[Provided text]:
════════════════

20050526

Senators urge international copyright crackdown

U.S. senators urged the Bush administration on Wednesday to increase pressure on Russia and China to respect copyright law, warning that those nations have become havens for movie and software piracy.

Orrin Hatch, the Utah Republican who chairs the Senate copyright subcommittee, made one of the most ominous statements to date about what might happen if unfettered piracy continues. "Before Russia enters the (World Trade Organization), many of us will have to be convinced that the Russian government is serious about cracking down on the theft of intellectual property," Hatch said during a hearing.

James Mendenhall, the acting general counsel for the U.S. Trade Representative, said his colleagues are hosting a delegation from China this week to talk in part about copyright law. "We're going to be issuing a request through WTO rules seeking additional information from China on the status of enforcement in China," Mendenhall said. (A WTO spokesman later said the talks were still ongoing.)

The USTR recently highlighted the governments of both Russia and China as top copyright offenders. A report in April placed both on a "priority watch list"--along with Brazil, Israel and Indonesia--and plans to wield the WTO apparatus as a lever to force greater compliance with international norms. Another U.S. tactic is to ink free-trade deals including strict copyright regulations with individual nations.

Piracy in China alone costs U.S. companies between $2.5 billion and $3.5 billion a year, the USTR says. Industry estimates place Russia's infringement rates last year at 80 percent for motion pictures, 66 percent for records and music, 87 percent for business software, and 73 percent for entertainment software.

════════════════

[Set task]: Summarize the article on the Senate copyright push in two sentences.

[Stored items]:
════════════════

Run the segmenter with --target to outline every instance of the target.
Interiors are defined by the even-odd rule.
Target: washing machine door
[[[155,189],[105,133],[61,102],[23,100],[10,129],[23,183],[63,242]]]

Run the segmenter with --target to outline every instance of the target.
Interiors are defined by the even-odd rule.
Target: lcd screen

════════════════

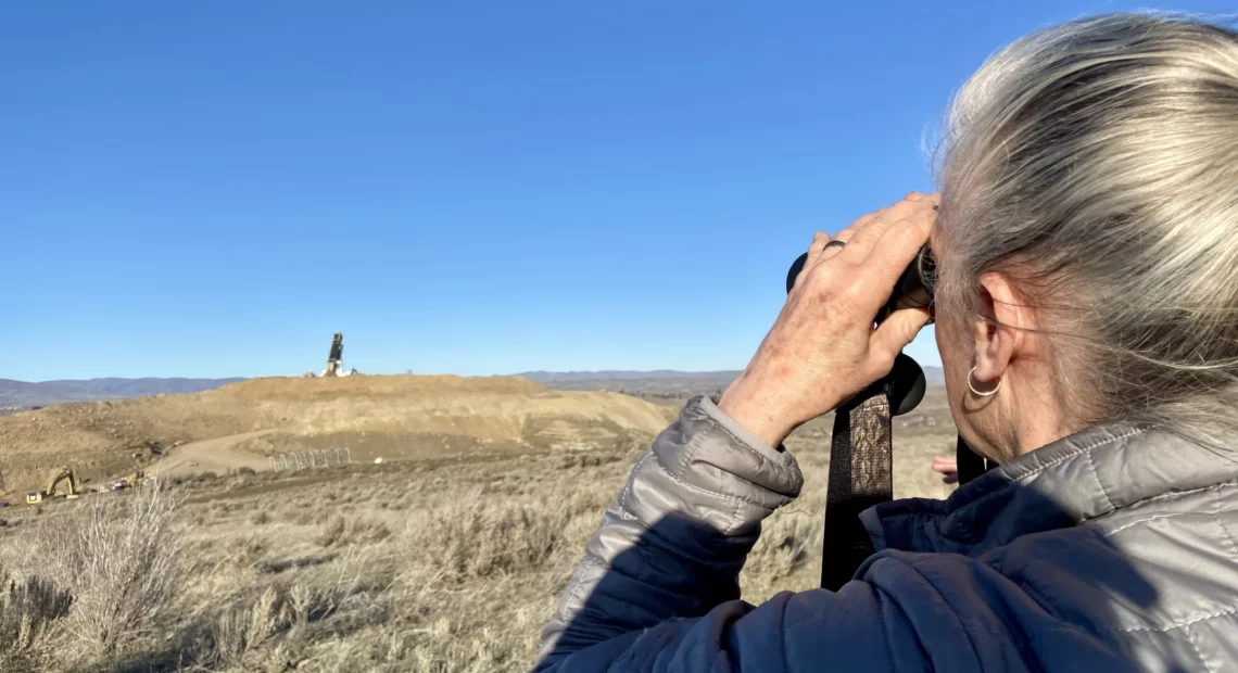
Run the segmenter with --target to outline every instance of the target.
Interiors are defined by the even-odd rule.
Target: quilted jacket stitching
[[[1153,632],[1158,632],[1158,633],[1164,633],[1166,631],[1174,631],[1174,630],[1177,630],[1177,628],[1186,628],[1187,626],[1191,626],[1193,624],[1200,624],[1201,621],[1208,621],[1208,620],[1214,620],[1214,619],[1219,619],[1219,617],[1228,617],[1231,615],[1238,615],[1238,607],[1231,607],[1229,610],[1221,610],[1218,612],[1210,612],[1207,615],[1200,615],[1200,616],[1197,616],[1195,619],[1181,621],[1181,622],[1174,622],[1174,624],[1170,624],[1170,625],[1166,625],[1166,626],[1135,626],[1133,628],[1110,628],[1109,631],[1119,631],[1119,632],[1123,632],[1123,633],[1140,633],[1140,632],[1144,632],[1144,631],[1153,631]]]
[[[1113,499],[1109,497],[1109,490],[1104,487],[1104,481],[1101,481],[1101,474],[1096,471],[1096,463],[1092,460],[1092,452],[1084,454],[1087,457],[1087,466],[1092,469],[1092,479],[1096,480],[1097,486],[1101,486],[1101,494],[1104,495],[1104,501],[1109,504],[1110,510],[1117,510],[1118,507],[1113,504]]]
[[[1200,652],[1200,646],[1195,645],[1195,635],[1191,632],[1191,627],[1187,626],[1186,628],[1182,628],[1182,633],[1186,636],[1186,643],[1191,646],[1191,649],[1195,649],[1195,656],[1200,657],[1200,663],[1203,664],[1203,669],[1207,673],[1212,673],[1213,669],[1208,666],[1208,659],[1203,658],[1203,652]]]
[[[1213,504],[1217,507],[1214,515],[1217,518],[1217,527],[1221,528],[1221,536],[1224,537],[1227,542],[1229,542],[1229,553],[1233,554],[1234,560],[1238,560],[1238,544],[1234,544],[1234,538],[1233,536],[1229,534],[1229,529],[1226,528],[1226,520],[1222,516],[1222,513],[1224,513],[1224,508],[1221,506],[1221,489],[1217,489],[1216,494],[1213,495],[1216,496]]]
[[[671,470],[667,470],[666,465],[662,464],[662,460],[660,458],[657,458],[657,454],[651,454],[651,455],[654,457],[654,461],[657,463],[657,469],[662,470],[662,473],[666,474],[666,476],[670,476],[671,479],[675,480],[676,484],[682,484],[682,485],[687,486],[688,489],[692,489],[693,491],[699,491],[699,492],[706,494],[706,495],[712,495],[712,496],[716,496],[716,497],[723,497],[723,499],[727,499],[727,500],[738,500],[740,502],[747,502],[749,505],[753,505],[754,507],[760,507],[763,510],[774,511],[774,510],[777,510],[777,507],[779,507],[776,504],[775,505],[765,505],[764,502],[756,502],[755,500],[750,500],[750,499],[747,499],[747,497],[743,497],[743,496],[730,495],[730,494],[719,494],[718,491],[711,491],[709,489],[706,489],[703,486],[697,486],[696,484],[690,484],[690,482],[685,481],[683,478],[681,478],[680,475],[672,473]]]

════════════════

[Answer to this exercise]: U.S. senators urged the Bush administration to put more pressure on Russia and China to respect copyright law. Orrin Hatch warned that Russia must show it is serious about fighting intellectual property theft before it enters the WTO, and the USTR, which has placed both countries on a priority watch list, says piracy in China alone costs U.S. companies $2.5 billion to $3.5 billion a year.